[TEXTE FOURNI]
******************************

La consultation en cours, qui se prolongera jusqu’au 19 novembre, constitue une bonne occasion pour le faire. Le message paraîtra environ six mois plus tard.

La mise en œuvre de l’objectif de maîtrise des coûts en cours d’examen au Parlement

Le Parlement est en train d’examiner une des mesures de mise en œuvre de l’objectif de maîtrise des coûts, et plus précisément les mesures des partenaires tarifaires concernant le pilotage des coûts. Ce point a été âprement discuté au sein de la commission, mais a été intégré dans la deuxième partie du 1er volet de ­mesures, et doit être soumis au Conseil national durant sa session extraordinaire de fin octobre. Cette nouvelle exigence légale doit obliger les partenaires tarifaires à s’accorder par exemple sur des tarifs dégressifs. Là aussi, un contrôle de constitutionnalité serait de mise. Si l’Etat en venait à fixer des tarifs insuffisants faute d’accord entre les partenaires tarifaires, cela contreviendrait au principe de l’assurance, comme l’a confirmé un arrêt du Tribunal fédéral, puisque le droit aux prestations prend le pas sur la tarification.

******************************

[LISTE FOURNIE]
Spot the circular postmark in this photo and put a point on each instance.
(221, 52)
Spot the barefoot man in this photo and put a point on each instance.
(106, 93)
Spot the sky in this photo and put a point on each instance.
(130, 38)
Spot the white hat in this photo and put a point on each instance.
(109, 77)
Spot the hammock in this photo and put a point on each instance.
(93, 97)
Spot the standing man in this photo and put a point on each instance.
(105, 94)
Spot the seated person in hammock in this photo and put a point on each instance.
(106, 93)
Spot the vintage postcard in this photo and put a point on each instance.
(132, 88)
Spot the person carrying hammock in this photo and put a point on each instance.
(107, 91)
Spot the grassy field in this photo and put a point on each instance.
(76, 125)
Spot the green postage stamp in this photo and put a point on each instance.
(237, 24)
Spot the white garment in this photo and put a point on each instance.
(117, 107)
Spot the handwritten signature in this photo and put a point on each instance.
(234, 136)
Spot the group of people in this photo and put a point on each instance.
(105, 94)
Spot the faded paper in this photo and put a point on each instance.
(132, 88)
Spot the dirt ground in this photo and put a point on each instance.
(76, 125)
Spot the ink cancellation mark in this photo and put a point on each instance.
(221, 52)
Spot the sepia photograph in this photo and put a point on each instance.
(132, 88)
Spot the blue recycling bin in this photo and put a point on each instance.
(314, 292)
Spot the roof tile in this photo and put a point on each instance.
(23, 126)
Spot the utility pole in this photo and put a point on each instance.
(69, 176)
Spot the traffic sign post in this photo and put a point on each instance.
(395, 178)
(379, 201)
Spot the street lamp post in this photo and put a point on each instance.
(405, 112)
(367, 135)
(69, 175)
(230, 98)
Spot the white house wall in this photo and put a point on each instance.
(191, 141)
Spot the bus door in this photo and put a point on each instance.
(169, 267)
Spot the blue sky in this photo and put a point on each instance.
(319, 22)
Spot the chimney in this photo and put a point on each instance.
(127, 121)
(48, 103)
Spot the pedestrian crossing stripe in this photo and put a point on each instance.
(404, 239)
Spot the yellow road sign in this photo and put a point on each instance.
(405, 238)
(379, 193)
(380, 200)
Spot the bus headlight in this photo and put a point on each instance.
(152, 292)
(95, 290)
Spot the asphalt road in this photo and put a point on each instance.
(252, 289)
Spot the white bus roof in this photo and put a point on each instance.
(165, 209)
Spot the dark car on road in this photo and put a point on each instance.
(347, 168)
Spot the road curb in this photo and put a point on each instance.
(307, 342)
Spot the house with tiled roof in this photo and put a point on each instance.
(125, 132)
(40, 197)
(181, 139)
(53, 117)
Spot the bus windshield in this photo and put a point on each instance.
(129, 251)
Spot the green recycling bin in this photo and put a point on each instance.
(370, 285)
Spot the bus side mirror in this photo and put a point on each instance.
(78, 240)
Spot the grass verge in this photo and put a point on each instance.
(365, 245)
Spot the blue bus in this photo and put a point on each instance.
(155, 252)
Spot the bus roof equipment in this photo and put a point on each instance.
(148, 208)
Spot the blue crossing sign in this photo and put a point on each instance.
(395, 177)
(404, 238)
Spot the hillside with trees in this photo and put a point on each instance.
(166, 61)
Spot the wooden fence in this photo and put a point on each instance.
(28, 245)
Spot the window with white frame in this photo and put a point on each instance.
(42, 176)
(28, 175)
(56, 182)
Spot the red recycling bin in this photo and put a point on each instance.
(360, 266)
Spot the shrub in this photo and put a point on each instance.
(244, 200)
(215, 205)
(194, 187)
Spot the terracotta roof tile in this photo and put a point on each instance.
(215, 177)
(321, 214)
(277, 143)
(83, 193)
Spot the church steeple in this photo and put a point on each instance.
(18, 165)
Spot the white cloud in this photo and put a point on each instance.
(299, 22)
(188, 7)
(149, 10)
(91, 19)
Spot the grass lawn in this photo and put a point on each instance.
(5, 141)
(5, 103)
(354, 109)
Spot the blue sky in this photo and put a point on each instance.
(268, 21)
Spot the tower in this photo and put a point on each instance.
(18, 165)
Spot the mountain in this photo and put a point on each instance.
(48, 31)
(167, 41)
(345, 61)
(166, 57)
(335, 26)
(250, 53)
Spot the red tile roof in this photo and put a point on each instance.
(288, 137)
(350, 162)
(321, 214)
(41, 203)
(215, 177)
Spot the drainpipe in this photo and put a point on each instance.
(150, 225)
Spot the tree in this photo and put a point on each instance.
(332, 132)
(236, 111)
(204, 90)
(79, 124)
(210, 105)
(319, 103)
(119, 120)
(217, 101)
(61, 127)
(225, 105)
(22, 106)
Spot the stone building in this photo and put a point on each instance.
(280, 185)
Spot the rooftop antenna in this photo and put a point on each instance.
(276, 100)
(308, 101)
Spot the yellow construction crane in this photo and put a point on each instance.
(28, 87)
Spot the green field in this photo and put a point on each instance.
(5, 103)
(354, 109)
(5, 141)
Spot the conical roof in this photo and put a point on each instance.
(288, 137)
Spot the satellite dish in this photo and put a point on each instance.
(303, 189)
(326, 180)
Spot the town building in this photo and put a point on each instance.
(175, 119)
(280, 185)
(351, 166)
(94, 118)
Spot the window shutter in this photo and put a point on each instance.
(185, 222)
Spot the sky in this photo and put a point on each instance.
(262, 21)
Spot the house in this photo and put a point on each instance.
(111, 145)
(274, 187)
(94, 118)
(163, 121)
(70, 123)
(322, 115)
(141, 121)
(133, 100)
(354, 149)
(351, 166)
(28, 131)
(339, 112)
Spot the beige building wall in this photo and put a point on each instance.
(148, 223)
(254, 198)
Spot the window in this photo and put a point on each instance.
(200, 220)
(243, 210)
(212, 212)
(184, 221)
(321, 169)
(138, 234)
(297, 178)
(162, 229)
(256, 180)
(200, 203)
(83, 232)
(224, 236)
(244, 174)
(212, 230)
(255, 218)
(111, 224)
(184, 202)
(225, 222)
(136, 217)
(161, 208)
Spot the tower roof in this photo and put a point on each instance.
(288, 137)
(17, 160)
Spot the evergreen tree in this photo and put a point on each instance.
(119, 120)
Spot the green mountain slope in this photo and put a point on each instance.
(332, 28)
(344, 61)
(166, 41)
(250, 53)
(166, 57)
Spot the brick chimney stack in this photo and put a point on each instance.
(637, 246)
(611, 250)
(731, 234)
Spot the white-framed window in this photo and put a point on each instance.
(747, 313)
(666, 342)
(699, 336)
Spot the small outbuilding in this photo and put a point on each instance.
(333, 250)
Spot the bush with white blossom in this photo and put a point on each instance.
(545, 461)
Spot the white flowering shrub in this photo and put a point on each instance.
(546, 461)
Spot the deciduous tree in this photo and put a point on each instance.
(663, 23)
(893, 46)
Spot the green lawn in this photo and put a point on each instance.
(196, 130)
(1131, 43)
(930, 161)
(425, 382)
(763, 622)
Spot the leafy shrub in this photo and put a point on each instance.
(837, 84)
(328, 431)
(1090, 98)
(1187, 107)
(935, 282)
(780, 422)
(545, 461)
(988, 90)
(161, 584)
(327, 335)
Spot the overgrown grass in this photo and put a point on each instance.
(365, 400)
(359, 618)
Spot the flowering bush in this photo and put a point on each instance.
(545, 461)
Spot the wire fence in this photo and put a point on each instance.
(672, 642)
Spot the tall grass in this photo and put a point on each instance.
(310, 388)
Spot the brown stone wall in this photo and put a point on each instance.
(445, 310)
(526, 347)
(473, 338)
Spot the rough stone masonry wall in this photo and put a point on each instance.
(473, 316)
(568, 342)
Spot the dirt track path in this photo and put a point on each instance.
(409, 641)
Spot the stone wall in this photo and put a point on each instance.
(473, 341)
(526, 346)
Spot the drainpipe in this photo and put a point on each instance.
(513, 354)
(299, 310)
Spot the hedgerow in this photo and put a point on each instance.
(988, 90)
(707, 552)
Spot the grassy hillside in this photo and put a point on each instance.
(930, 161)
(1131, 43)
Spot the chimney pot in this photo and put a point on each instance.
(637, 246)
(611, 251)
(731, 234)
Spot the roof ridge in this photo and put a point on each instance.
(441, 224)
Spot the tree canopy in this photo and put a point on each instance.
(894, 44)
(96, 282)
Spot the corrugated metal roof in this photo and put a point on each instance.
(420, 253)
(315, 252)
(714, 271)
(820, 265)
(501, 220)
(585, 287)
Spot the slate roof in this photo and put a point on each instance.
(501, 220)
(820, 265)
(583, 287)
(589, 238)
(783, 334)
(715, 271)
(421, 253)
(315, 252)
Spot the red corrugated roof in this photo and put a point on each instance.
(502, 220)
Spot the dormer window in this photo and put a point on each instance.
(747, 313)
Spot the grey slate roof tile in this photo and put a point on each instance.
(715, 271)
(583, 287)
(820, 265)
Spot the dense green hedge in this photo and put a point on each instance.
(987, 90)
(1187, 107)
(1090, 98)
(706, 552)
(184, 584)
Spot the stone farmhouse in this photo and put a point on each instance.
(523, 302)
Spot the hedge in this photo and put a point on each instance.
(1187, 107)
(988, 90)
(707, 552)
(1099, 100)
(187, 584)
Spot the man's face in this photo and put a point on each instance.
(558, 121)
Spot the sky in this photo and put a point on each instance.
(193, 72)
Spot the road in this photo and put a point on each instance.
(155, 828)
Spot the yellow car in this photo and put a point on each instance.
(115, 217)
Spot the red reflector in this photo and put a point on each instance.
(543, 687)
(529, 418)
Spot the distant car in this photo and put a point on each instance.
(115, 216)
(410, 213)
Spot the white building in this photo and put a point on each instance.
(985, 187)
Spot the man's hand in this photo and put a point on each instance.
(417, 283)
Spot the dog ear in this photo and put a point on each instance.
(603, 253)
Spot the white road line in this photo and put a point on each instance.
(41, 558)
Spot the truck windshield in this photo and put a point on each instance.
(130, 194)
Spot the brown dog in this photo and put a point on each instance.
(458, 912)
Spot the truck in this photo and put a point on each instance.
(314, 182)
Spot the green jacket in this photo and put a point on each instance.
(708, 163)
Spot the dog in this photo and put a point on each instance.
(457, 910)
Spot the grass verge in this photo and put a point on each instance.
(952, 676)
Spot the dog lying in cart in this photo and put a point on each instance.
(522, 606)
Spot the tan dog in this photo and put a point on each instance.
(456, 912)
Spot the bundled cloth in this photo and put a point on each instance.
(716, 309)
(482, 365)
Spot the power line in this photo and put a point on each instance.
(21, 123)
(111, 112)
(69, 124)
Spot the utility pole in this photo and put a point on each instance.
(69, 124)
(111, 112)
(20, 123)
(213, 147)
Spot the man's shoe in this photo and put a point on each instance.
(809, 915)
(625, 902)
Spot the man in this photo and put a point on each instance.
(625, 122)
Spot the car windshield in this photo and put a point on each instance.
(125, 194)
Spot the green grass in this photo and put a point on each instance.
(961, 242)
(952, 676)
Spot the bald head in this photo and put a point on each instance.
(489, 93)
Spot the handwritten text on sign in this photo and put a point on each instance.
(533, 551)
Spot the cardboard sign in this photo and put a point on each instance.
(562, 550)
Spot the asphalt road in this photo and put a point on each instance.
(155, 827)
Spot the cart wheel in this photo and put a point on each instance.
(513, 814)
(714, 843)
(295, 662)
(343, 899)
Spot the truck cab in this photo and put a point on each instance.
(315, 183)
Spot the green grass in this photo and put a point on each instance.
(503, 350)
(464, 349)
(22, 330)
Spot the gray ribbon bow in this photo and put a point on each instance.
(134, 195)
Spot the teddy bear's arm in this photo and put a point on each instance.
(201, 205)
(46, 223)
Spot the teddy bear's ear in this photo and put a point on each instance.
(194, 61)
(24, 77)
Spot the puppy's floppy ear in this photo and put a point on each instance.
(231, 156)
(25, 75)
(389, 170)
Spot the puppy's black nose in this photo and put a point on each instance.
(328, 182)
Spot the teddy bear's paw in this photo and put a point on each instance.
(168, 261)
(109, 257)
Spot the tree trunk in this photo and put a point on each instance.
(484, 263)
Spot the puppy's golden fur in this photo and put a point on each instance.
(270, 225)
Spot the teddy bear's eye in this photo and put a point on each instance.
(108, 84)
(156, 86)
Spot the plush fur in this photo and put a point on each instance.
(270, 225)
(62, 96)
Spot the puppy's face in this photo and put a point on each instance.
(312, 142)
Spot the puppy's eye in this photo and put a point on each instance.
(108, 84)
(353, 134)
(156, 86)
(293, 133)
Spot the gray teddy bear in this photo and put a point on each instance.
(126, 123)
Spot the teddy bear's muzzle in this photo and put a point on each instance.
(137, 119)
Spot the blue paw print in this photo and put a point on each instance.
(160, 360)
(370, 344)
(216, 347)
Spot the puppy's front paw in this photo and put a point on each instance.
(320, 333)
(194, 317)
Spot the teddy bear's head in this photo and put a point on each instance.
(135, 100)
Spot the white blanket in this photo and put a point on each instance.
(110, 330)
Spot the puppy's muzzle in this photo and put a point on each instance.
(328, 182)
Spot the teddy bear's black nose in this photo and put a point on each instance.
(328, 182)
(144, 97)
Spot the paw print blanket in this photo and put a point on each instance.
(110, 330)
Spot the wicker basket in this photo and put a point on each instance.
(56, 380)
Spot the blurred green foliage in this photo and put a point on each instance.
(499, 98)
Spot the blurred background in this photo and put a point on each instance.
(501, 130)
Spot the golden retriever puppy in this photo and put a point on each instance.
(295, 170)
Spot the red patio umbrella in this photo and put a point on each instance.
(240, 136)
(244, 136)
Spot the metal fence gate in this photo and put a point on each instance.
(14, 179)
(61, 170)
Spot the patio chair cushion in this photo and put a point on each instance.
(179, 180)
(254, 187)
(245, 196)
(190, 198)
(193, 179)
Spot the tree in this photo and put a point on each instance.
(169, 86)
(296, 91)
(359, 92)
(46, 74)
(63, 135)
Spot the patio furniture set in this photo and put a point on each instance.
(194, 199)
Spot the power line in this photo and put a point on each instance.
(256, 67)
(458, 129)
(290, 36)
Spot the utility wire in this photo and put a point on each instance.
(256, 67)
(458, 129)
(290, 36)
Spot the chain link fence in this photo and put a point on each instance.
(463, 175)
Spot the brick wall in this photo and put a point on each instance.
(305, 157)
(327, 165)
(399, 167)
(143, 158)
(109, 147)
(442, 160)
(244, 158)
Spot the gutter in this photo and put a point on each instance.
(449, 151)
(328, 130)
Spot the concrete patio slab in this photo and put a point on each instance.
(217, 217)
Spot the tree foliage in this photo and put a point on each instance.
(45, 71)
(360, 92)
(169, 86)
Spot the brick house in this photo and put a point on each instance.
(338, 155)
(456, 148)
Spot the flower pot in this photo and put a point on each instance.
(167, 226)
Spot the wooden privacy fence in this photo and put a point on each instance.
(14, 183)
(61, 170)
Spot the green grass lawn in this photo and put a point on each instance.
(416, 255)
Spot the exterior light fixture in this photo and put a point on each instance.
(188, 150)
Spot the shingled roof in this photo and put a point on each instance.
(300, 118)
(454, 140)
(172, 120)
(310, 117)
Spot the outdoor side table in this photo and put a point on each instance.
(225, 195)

******************************

[CONSIGNE A]
Recopiez le passage du texte sur la maîtrise des coûts qui va de "La consultation en" jusqu'à "mois plus tard." inclus.
[CONSIGNE B]
D'après le texte sur la maîtrise des coûts, devant quelle instance la mesure doit-elle être soumise durant la session extraordinaire de fin octobre ?
[CONSIGNE C]
Prolongez le texte sur la maîtrise des coûts à partir de sa dernière phrase.

[RÉPONSE A]
La consultation en cours, qui se prolongera jusqu’au 19 novembre, constitue une bonne occasion pour le faire. Le message paraîtra environ six mois plus tard.

[RÉPONSE B]
Devant le Conseil national.

[RÉPONSE C]
Les autres mesures du 1er volet, qui intéressent directement le corps médical, portent avant tout sur la ­question de savoir combien d’influence faut-il encore accorder à la Confédération dans le domaine de l’organisation tarifaire nationale, des tarifs et des données. Alors que le National a fait d’importantes concessions à l’ambition dévorante du Département fédéral de l’intérieur, la Commission du Conseil des Etats fait montre quant à elle d’une plus grande retenue.